The task ::
Taking the line with "981, row 13." as the first and the last line of the entries as the final one, copy that span exactly.

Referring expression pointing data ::
########################################

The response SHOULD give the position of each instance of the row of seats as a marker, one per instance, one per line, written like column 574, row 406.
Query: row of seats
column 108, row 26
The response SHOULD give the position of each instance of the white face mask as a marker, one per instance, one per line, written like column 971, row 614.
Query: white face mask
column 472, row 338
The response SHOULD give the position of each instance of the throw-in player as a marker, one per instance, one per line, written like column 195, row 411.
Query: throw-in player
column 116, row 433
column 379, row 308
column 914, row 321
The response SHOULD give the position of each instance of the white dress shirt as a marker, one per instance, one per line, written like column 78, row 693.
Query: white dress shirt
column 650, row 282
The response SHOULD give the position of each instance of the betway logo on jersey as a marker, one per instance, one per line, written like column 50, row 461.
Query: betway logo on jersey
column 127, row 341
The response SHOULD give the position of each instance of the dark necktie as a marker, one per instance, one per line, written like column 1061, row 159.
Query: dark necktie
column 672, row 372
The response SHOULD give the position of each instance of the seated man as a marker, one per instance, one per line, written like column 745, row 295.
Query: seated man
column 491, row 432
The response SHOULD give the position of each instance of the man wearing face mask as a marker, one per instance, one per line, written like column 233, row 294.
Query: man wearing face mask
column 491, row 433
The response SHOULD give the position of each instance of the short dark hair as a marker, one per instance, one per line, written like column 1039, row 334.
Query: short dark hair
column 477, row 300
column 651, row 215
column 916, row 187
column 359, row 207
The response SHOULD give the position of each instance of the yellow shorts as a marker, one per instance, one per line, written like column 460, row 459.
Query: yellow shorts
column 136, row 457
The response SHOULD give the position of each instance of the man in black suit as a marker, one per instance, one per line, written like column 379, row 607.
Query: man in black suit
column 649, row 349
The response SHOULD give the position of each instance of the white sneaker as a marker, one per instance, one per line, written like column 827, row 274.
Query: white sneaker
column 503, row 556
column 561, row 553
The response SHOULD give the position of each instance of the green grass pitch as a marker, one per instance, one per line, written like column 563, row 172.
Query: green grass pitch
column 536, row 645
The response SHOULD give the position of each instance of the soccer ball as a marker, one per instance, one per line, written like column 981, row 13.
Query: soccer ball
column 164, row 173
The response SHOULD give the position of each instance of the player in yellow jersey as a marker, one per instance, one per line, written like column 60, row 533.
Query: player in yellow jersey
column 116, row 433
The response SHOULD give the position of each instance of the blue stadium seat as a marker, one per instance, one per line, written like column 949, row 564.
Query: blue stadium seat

########################################

Exercise result ::
The response SHOULD give the position of each instance of the soccer ball as a marker, one per instance, one per line, written like column 981, row 13.
Query: soccer ball
column 164, row 173
The response SHOULD give the position of each instance of the player in yellow jersey as a marker, one per instance, one per line, written like column 60, row 533.
Query: player in yellow jersey
column 116, row 433
The response SHOULD give the position of each instance of the blue stadium seat as a marker, one per instance, one per line, written like column 949, row 564.
Query: blue stadium seat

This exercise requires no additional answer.